__RUMUSAN SOAL A__.
Tuliskan ulang tanpa perubahan apa pun baris-baris catatan dari baris yang memuat "Q: For each instance of the farmland" hingga baris yang memuat "x=1181, y=136", termasuk kedua baris tersebut.
__RUMUSAN SOAL B__.
Lanjutkan tulisan tentang kinerja pelaksanaan APBD DKI Jakarta tahun 2014 mulai dari bagian terakhirnya.

__TEKS HALAMAN__.
Thursday, December 18, 2014

Mengkritisi UU 23 Tahun 2014 dalam Penerapan Pembinaan dan Pengawasan Pemda


Mengkritisi UU 23/2014 dalam Penerapan Pembinaan dan Pengawasan Pemda
(Analisa Kinerja Sebuah Daerah Otonom Berdasarkan Pelaksanaan APBD)

Pelaksanaan APBD DKI Jakarta tahun 2014 adalah kinerja yang paling terburuk dalam catatan perjalanan tata kelola pemerintahan Provinsi DKI Jakarta. Bukan hanya dalam sejarah pemerintahan provinsi DKI Jakarta tetapi juga terburuk dalam realisasi APBD seluruh pemerintahan daerah di Indonesia. Penilaian ini berdasar pada penyerapan dan pendapatan APBD yang terealisasi sampai pada awal bulan desember. Penyerapan anggaran masih berada pada posisi 36,07 %. Sementara dalam hitungan minggu, pelaksanaan anggaran akan memasuki masa tutup buku. Apakah sisa waktu yang ada tersebut dapat menyerap 63,93 % sisa anggaran yang tersisa? Hal yang sangat tidak masuk akal!

[Item Tersimpan]
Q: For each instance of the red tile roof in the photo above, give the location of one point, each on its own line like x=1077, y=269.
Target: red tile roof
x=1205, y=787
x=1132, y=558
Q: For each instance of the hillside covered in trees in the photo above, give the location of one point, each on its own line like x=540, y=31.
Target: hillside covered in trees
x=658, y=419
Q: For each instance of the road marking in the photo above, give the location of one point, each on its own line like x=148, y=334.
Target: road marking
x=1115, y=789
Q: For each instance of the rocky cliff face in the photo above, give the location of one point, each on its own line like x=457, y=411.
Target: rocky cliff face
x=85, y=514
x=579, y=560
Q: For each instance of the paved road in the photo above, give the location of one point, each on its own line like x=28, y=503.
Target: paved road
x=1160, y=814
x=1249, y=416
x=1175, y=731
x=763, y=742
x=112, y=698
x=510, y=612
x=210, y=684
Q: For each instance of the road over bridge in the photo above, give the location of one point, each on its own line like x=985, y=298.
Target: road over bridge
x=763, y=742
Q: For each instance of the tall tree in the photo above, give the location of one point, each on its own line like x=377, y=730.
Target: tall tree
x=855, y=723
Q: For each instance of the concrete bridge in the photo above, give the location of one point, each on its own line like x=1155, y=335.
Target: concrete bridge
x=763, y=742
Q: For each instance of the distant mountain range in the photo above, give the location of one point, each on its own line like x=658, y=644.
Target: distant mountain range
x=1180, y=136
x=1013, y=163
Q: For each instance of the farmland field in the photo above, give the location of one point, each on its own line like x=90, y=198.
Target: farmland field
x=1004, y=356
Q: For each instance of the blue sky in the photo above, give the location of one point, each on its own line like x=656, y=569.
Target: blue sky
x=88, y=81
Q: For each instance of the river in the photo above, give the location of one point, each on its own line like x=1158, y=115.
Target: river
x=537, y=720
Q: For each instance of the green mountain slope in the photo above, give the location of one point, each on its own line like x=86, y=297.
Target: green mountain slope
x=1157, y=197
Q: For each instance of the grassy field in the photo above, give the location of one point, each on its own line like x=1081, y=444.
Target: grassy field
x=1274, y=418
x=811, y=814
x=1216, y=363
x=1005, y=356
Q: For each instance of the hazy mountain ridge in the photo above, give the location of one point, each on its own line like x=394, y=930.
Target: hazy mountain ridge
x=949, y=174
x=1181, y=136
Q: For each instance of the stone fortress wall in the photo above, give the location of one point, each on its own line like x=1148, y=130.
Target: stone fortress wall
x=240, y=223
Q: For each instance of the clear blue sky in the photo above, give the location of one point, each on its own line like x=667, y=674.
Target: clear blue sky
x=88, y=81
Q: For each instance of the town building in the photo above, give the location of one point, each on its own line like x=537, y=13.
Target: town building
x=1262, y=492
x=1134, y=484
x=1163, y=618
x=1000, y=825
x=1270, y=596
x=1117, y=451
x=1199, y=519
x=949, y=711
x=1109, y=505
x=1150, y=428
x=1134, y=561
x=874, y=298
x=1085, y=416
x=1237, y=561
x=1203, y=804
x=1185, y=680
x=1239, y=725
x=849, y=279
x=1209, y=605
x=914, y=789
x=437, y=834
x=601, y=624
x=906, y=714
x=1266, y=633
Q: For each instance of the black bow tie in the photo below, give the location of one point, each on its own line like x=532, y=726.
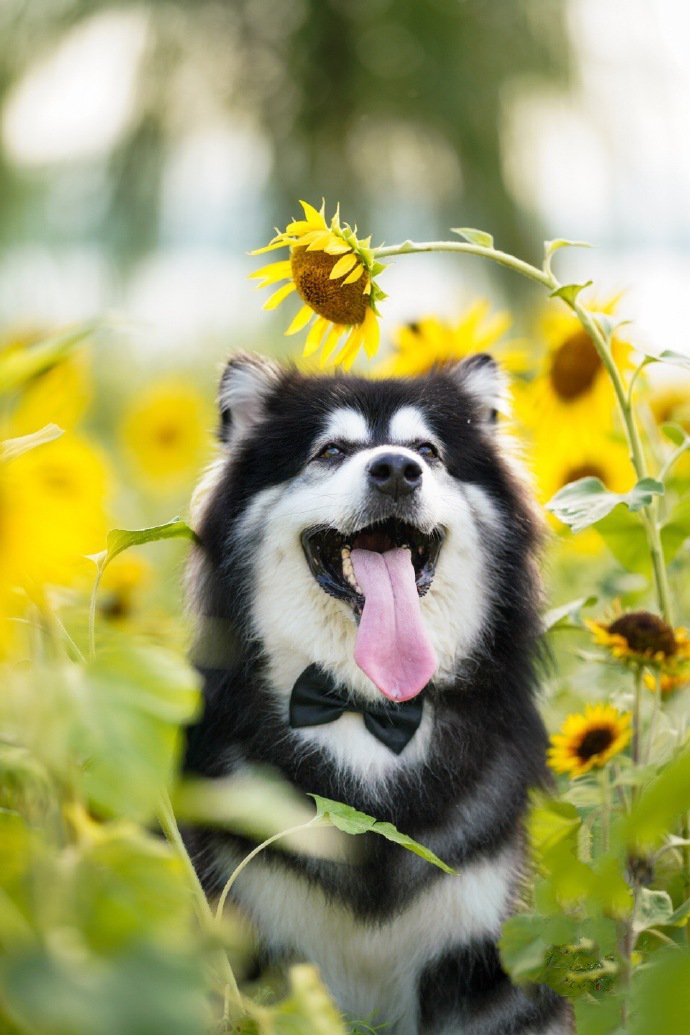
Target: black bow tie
x=317, y=700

__JAWABAN TERTULIS A__.
Q: For each instance of the farmland field in the photo above, give the location of one point, each on its own line like x=90, y=198.
Target: farmland field
x=1004, y=356
Q: For each instance of the blue sky in the photo above, give the location of one point, each on its own line like x=656, y=569.
Target: blue sky
x=88, y=81
Q: For each instance of the river in the photo above, give the location of one point, each on its own line like x=1158, y=115.
Target: river
x=537, y=720
Q: For each instance of the green mountain slope in the photo above, give the location of one point, each on its own line like x=86, y=297.
Target: green mountain slope
x=1157, y=197
Q: For each instance of the grassy field in the photo above, give the location of one point, each on its own line like x=1081, y=444.
Target: grassy field
x=1274, y=418
x=811, y=814
x=1216, y=363
x=1005, y=356
Q: For each instance of the hazy mountain ridge in the photo above, give the location of one point, each on its own line like x=394, y=930.
Target: hazy mountain ridge
x=949, y=174
x=1181, y=136

__JAWABAN TERTULIS B__.
Rendahnya penyerapan anggaran dan kinerja Pemprov DKI Jakarta sebenarnya sudah terjadi pada tahun sebelumnya, Tahun Anggaran 2013. Sampai akhir November 2013, penyerapan anggaran berada pada posisi 55,2 %. Namun pada laporan akhir tahunan (LKPD) DKI Tahun 2013, realisasi penyerapan anggaran mencapai 82,23 % atau senilai 38,30 T dari 46,57 T. Berdasarkan Laporan Hasil Pemeriksaan (LHP) BPK RI, dalam pengelolaan APBD tersebut terdapat banyak permasalahan dan temuan ketidakwajaran. Dari realisasi belanja 38,30 T, terdapat 86 temuan yang nilainya mencapai 1,54 T. Temuan tersebut adalah: indikasi kerugian 85,36 M, potensi kerugian 1,33 T, kekurangan penerimaan 95,01 M dan 3E 23,13 M.

Berdasarkan penilaian dan pemeriksaan realisasi APBD Tahun 2013 dan akhir tahun 2014 (penilaian sementara), dapat disimpulkan bahwa: Pemprov DKI Jakarta memiliki kinerja rendah yang merupakan kejadian yang berulang pada tahun 2014.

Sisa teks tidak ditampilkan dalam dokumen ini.